--- BEGIN DATA TO PROCESS ---
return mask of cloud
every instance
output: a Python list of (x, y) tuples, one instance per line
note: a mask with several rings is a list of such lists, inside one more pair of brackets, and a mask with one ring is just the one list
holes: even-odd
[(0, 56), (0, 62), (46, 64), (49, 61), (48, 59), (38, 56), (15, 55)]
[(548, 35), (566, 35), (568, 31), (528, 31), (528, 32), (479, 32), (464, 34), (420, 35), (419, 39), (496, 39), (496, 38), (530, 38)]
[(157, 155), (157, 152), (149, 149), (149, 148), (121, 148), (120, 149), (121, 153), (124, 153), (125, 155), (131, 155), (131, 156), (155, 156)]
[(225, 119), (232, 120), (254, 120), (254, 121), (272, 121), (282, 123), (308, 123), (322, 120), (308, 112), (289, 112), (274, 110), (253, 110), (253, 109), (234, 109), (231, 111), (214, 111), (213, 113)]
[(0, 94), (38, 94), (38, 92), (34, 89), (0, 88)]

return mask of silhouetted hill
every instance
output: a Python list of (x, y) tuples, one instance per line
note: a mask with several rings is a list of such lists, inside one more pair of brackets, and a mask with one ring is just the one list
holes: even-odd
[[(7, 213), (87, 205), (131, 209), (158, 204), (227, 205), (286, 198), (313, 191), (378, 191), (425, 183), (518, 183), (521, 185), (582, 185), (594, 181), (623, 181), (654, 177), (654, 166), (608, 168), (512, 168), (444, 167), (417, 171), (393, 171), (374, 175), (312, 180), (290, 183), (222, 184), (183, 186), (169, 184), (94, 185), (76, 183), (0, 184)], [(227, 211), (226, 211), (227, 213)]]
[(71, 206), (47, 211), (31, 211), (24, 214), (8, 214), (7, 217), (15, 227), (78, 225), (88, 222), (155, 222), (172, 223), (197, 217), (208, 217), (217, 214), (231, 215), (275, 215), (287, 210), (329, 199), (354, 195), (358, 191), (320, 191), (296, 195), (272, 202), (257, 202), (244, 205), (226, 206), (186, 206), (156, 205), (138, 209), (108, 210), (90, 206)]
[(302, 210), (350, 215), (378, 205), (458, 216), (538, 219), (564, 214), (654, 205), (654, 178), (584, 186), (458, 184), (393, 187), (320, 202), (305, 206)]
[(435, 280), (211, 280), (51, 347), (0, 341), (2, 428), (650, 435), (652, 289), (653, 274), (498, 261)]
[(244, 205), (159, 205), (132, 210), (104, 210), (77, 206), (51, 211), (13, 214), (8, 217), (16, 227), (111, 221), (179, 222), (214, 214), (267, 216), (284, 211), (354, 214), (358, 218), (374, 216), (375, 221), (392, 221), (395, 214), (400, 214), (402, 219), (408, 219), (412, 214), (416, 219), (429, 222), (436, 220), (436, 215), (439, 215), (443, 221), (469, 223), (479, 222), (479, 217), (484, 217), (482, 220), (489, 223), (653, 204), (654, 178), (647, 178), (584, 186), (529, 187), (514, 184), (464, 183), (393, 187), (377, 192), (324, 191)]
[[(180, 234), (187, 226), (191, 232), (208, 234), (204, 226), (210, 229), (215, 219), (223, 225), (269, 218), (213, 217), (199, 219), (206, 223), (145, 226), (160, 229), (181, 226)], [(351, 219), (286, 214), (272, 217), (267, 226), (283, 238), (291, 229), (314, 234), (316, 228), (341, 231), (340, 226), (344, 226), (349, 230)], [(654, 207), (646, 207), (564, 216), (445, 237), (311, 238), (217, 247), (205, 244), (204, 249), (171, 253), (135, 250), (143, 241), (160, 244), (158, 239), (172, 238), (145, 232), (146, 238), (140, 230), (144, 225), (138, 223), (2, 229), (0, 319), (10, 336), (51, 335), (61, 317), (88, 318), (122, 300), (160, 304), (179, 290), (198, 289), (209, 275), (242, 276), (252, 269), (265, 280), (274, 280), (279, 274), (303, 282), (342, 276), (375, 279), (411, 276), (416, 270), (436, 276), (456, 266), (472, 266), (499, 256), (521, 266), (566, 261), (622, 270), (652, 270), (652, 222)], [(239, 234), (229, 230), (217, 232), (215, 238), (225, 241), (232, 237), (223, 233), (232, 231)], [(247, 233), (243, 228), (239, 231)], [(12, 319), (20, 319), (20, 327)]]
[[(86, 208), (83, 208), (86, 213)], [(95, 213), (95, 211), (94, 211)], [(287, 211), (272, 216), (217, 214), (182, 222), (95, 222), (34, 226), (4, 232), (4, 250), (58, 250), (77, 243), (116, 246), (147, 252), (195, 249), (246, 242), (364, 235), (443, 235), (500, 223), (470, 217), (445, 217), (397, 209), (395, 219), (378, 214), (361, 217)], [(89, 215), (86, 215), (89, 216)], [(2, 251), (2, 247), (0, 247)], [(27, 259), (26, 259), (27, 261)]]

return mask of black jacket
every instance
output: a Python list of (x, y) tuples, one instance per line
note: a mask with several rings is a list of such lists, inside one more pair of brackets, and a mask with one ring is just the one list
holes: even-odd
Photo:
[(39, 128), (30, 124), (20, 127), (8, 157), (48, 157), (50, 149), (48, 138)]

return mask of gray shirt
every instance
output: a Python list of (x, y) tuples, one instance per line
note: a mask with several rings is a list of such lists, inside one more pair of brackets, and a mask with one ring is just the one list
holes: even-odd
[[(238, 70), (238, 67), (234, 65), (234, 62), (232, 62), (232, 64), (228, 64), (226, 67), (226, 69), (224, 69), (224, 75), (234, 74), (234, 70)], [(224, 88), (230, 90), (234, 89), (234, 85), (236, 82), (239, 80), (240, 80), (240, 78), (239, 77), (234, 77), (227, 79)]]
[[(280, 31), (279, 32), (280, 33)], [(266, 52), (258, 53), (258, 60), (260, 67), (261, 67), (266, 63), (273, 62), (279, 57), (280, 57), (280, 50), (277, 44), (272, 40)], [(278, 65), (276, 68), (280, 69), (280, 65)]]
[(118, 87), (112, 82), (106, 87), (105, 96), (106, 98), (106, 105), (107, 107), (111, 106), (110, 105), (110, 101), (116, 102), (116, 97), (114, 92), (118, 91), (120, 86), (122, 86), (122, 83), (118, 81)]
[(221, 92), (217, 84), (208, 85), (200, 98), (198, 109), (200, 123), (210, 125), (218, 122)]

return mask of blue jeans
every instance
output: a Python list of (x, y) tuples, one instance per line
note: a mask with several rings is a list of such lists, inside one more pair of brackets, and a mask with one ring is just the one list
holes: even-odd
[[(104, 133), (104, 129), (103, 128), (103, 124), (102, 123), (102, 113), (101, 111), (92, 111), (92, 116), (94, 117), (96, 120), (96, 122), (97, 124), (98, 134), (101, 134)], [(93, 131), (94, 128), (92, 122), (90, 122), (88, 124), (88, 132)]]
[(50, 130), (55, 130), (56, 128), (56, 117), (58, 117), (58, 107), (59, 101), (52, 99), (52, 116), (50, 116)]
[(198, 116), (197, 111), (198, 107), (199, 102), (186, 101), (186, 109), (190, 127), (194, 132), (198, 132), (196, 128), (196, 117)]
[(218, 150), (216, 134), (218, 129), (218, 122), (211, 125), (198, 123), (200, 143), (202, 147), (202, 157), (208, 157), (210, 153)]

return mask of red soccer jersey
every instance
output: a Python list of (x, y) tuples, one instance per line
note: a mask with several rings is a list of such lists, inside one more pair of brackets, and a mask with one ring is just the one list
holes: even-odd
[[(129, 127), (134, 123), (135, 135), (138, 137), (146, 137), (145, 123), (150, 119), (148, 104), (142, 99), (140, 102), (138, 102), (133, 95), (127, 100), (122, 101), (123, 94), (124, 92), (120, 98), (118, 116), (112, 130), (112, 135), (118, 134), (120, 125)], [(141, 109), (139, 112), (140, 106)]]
--- END DATA TO PROCESS ---
Copy out the entire listing above verbatim, every line from the first to the last, with nothing changed.

• _COMPLETE OUTPUT_:
return mask of cloud
every instance
output: a Python list of (x, y) tuples, one instance per line
note: a mask with several rings is a list of such lists, inside one more pair of brackets, and a mask with one ring is just the one list
holes: even-odd
[(0, 56), (0, 62), (46, 64), (49, 61), (48, 59), (38, 56), (15, 55)]
[(548, 35), (566, 35), (568, 31), (528, 31), (528, 32), (479, 32), (464, 34), (420, 35), (419, 39), (496, 39), (496, 38), (530, 38)]
[(157, 155), (157, 152), (149, 149), (149, 148), (121, 148), (120, 149), (121, 153), (124, 153), (125, 155), (131, 155), (131, 156), (155, 156)]
[(225, 119), (232, 120), (254, 120), (254, 121), (272, 121), (282, 123), (308, 123), (322, 120), (308, 112), (289, 112), (274, 110), (253, 110), (253, 109), (234, 109), (231, 111), (214, 111), (213, 113)]
[(0, 94), (38, 94), (38, 92), (34, 89), (0, 88)]

return mask of silhouetted hill
every instance
output: a Python list of (x, y) tuples, one instance per line
note: a mask with several rings is a list of such lists, inside one more pair of brackets, and a mask with one ring is just the one list
holes: even-odd
[[(7, 213), (87, 205), (131, 209), (158, 204), (227, 205), (286, 198), (313, 191), (378, 191), (425, 183), (518, 183), (521, 185), (582, 185), (594, 181), (623, 181), (654, 177), (654, 166), (608, 168), (512, 168), (444, 167), (417, 171), (393, 171), (374, 175), (312, 180), (290, 183), (222, 184), (183, 186), (169, 184), (94, 185), (76, 183), (0, 184)], [(227, 211), (226, 211), (227, 213)]]
[(71, 206), (47, 211), (31, 211), (24, 214), (8, 214), (7, 217), (15, 227), (78, 225), (88, 222), (155, 222), (172, 223), (197, 217), (208, 217), (217, 214), (231, 215), (275, 215), (287, 210), (329, 199), (354, 195), (358, 191), (320, 191), (296, 195), (272, 202), (257, 202), (244, 205), (226, 206), (186, 206), (156, 205), (138, 209), (108, 210), (90, 206)]
[(302, 210), (350, 215), (378, 205), (458, 216), (538, 219), (564, 214), (654, 205), (654, 178), (584, 186), (458, 184), (393, 187), (320, 202), (305, 206)]
[(435, 280), (211, 280), (51, 347), (0, 341), (2, 428), (650, 435), (652, 289), (653, 274), (498, 261)]
[(244, 205), (159, 205), (132, 210), (104, 210), (77, 206), (51, 211), (13, 214), (8, 217), (16, 227), (111, 221), (179, 222), (214, 214), (267, 216), (284, 211), (354, 214), (358, 218), (374, 216), (375, 221), (392, 221), (395, 214), (400, 214), (402, 219), (408, 219), (412, 214), (416, 219), (429, 222), (436, 220), (436, 215), (439, 215), (443, 221), (469, 223), (479, 222), (479, 217), (484, 217), (482, 220), (489, 223), (653, 204), (654, 178), (647, 178), (584, 186), (529, 187), (514, 184), (464, 183), (393, 187), (377, 192), (324, 191)]
[[(180, 234), (187, 226), (191, 232), (208, 234), (204, 226), (210, 229), (215, 219), (223, 225), (269, 218), (213, 217), (199, 219), (206, 223), (145, 226), (160, 229), (181, 226)], [(351, 219), (286, 214), (272, 217), (267, 226), (283, 238), (291, 229), (314, 234), (316, 228), (341, 231), (340, 226), (344, 226), (349, 230)], [(654, 207), (646, 207), (564, 216), (445, 237), (311, 238), (217, 247), (205, 244), (204, 249), (171, 253), (135, 250), (143, 241), (160, 244), (158, 239), (172, 238), (145, 232), (146, 238), (140, 230), (144, 225), (138, 223), (2, 229), (0, 319), (10, 336), (51, 335), (61, 317), (88, 318), (122, 300), (160, 304), (179, 290), (198, 289), (209, 275), (242, 276), (252, 269), (265, 280), (274, 280), (279, 274), (303, 282), (342, 276), (375, 279), (411, 276), (416, 270), (436, 276), (456, 266), (472, 266), (499, 256), (521, 266), (566, 261), (622, 270), (652, 270), (652, 222)], [(239, 234), (229, 230), (217, 232), (215, 238), (225, 241), (232, 237), (223, 233), (232, 231)], [(247, 233), (243, 228), (239, 231)], [(12, 319), (20, 319), (20, 327)]]
[[(86, 208), (83, 208), (86, 213)], [(95, 213), (95, 211), (94, 211)], [(287, 211), (272, 216), (217, 214), (182, 222), (95, 222), (34, 226), (4, 232), (4, 250), (58, 250), (77, 243), (116, 246), (147, 252), (195, 249), (246, 242), (364, 235), (443, 235), (500, 223), (470, 217), (445, 217), (397, 209), (395, 219), (378, 214), (361, 217)], [(89, 215), (86, 215), (89, 216)], [(2, 251), (2, 247), (0, 247)], [(27, 259), (26, 259), (27, 261)]]

return mask of black jacket
every instance
output: a Python list of (x, y) tuples, one instance per line
note: a mask with several rings is a list of such lists, inside one more pair of brackets, and a mask with one ring is just the one list
holes: even-odd
Photo:
[(39, 128), (30, 124), (20, 127), (8, 157), (48, 157), (50, 149), (48, 138)]

return mask of gray shirt
every instance
output: a Python list of (x, y) tuples, one instance per line
note: a mask with several rings is a list of such lists, inside one more pair of brackets, and a mask with one ring is just the one list
holes: even-odd
[[(238, 70), (238, 67), (234, 65), (234, 62), (232, 62), (232, 64), (228, 64), (226, 67), (226, 69), (224, 69), (224, 75), (234, 74), (234, 70)], [(224, 88), (230, 90), (234, 89), (234, 85), (236, 82), (239, 80), (240, 80), (240, 78), (239, 77), (234, 77), (227, 79)]]
[[(280, 31), (279, 32), (280, 33)], [(266, 52), (258, 53), (258, 60), (260, 67), (261, 67), (266, 63), (273, 62), (279, 57), (280, 57), (280, 50), (277, 44), (272, 40)], [(278, 65), (276, 68), (280, 69), (280, 65)]]
[(118, 87), (112, 82), (106, 87), (105, 96), (106, 98), (106, 105), (107, 107), (111, 106), (110, 105), (110, 101), (116, 102), (116, 97), (114, 92), (118, 91), (120, 86), (122, 86), (122, 83), (118, 81)]
[(221, 92), (217, 84), (208, 85), (200, 98), (198, 109), (200, 123), (210, 125), (218, 122)]

return mask of blue jeans
every instance
output: a Python list of (x, y) tuples, one instance per line
note: a mask with several rings is a list of such lists, inside one more pair of brackets, and a mask with one ring is just the one list
holes: even-odd
[[(104, 133), (104, 129), (103, 128), (103, 124), (102, 123), (102, 113), (101, 111), (92, 111), (92, 116), (94, 117), (96, 120), (96, 122), (97, 124), (98, 134), (101, 134)], [(93, 131), (94, 128), (92, 122), (90, 122), (88, 124), (88, 132)]]
[(50, 130), (55, 130), (56, 128), (56, 117), (58, 117), (58, 107), (59, 101), (52, 99), (52, 116), (50, 116)]
[(198, 116), (197, 111), (198, 107), (199, 102), (186, 101), (186, 109), (190, 127), (194, 132), (198, 132), (196, 128), (196, 117)]
[(218, 150), (216, 134), (218, 129), (218, 122), (211, 125), (198, 123), (200, 143), (202, 147), (202, 157), (208, 157), (210, 153)]

return mask of red soccer jersey
every instance
output: a Python list of (x, y) tuples, one instance per line
note: a mask with several rings is a list of such lists, inside one more pair of brackets, and a mask with one ring is just the one list
holes: even-odd
[[(129, 127), (134, 123), (135, 135), (138, 137), (146, 137), (145, 123), (150, 119), (148, 104), (142, 99), (140, 102), (138, 102), (133, 95), (127, 100), (122, 101), (123, 94), (124, 92), (120, 98), (118, 116), (112, 130), (112, 135), (118, 134), (120, 125)], [(141, 109), (139, 112), (140, 106)]]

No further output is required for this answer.